Text section:
Start

Compiling the .scm to .go ahead of time (with guild) and loading the .go 
directly makes a lot of sense:

• It avoids issues with locating the .go (no need to set .go path when invoking 
guile, although if it does use additional dependencies, depending on where they 
are located the script may need to set the .go (and .scm) path).
• It needs to look at less files (no need to compare .scm & .go modification 
times) (*)
• Easier to set compilation options (e.g. optimisation level)
• It avoids auto-compilation (no "compiling this thing / that thing” messages, 
no compilation cache filled with old junk, and in case of some forms of 
containerisation, avoids permission issues & transmission vector).

(*) won’t make a big difference since it most likely uses other modules, but 
it’s something.

End

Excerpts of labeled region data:
Start

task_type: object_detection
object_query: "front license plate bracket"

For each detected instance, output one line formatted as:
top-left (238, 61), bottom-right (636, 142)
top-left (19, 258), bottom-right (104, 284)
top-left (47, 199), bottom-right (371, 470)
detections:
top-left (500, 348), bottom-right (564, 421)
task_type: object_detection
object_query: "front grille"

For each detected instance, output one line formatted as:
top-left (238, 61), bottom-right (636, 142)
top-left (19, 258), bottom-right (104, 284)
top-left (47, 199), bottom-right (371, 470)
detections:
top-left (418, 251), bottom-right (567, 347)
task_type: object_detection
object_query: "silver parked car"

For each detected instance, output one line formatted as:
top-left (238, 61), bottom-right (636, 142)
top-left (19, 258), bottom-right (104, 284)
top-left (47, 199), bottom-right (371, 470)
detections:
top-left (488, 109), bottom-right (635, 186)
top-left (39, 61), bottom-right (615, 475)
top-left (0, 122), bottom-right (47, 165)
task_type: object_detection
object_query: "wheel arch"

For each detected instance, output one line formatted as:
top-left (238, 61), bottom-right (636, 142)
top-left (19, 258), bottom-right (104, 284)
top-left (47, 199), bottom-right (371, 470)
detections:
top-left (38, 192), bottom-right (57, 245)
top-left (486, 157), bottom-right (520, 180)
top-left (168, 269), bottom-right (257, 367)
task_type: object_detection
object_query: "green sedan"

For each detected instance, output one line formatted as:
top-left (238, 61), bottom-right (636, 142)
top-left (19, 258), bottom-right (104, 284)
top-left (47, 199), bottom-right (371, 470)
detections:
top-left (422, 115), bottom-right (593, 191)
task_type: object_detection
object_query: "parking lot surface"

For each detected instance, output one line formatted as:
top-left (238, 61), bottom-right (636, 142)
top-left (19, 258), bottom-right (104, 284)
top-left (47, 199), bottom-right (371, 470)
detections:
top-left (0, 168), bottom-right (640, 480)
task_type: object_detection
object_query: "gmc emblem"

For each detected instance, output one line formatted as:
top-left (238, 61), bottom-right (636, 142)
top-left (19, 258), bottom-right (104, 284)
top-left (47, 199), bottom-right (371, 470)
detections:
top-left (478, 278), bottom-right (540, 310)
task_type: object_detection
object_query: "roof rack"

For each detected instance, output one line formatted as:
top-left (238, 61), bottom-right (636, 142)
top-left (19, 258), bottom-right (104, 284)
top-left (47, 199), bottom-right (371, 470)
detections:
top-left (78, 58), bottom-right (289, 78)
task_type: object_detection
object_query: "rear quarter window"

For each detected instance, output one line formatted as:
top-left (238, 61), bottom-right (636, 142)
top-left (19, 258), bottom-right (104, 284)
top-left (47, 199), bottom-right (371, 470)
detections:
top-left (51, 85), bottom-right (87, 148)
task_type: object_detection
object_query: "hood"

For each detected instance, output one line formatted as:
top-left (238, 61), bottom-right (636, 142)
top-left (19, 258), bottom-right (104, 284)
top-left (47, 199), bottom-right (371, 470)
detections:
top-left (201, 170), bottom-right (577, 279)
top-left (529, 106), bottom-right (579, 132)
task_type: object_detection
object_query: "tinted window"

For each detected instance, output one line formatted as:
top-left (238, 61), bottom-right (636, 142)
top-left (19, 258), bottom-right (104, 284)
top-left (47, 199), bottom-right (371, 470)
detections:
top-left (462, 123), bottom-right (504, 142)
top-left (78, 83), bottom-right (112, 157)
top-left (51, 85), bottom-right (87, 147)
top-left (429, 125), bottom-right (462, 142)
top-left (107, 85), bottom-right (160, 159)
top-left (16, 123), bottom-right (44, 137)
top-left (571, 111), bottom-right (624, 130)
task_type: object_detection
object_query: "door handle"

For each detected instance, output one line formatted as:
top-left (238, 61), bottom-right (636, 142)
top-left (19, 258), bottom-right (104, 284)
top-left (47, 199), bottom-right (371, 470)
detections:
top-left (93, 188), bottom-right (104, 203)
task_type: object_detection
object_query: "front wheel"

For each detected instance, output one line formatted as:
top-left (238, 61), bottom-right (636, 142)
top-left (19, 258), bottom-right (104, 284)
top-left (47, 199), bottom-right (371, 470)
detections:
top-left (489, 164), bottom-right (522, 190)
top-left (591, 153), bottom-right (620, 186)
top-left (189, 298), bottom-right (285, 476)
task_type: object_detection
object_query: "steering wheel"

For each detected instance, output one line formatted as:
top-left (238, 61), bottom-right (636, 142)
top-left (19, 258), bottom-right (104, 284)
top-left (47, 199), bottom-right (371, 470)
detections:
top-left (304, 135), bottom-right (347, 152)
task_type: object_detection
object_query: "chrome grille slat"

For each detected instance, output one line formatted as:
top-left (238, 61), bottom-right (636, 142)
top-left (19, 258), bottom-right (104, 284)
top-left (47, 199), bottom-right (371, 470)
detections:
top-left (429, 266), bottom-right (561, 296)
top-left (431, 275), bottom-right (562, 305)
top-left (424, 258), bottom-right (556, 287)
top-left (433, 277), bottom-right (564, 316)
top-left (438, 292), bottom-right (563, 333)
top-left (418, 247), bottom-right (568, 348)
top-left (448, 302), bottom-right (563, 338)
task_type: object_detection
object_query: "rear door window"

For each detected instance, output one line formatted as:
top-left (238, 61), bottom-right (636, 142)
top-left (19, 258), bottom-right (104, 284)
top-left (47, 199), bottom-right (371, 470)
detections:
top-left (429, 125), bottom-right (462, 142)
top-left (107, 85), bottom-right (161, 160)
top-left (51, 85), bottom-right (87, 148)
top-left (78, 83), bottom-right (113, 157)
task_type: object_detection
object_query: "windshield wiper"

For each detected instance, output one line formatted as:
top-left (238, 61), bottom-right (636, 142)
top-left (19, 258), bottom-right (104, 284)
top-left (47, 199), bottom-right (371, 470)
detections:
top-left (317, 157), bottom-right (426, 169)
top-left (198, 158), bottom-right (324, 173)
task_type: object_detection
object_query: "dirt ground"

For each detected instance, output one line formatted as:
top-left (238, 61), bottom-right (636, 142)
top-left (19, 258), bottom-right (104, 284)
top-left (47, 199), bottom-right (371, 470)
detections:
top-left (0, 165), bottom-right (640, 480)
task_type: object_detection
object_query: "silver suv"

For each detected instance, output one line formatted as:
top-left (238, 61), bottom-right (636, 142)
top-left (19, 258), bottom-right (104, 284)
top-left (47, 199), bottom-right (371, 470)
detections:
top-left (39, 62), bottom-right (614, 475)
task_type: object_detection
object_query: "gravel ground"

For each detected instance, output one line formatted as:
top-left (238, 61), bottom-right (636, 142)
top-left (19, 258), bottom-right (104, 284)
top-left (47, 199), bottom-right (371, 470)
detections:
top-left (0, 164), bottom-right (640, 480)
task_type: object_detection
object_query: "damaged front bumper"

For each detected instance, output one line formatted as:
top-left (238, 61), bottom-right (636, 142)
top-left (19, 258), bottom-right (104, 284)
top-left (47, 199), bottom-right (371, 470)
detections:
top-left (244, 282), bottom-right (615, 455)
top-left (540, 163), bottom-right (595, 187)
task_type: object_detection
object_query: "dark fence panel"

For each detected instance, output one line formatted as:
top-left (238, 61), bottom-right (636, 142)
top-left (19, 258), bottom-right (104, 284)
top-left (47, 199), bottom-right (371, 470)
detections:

End

Short task 1:
Repeat the part of the text on compiling Guile code that opens with the words containing "Compiling the .scm" and closes with "(e.g. optimisation level)".
Short task 2:
Rescale the part of the listing that opens with its first line and closes with the line containing "top-left (0, 122), bottom-right (47, 165)", both ends included. Give those lines again with the requests kept, multiplying every coordinate in the answers by 0.6 and rounding to whole numbers with halves rounded up.
The listing has no connection to the text about compiling Guile code.

Result 1:
Compiling the .scm to .go ahead of time (with guild) and loading the .go 
directly makes a lot of sense:

• It avoids issues with locating the .go (no need to set .go path when invoking 
guile, although if it does use additional dependencies, depending on where they 
are located the script may need to set the .go (and .scm) path).
• It needs to look at less files (no need to compare .scm & .go modification 
times) (*)
• Easier to set compilation options (e.g. optimisation level)

Result 2:
task_type: object_detection
object_query: "front license plate bracket"

For each detected instance, output one line formatted as:
top-left (238, 61), bottom-right (636, 142)
top-left (19, 258), bottom-right (104, 284)
top-left (47, 199), bottom-right (371, 470)
detections:
top-left (300, 209), bottom-right (338, 253)
task_type: object_detection
object_query: "front grille"

For each detected instance, output one line formatted as:
top-left (238, 61), bottom-right (636, 142)
top-left (19, 258), bottom-right (104, 284)
top-left (47, 199), bottom-right (371, 470)
detections:
top-left (251, 151), bottom-right (340, 208)
task_type: object_detection
object_query: "silver parked car"

For each detected instance, output one line formatted as:
top-left (238, 61), bottom-right (636, 142)
top-left (19, 258), bottom-right (104, 284)
top-left (47, 199), bottom-right (371, 470)
detections:
top-left (293, 65), bottom-right (381, 112)
top-left (23, 37), bottom-right (369, 285)
top-left (0, 73), bottom-right (28, 99)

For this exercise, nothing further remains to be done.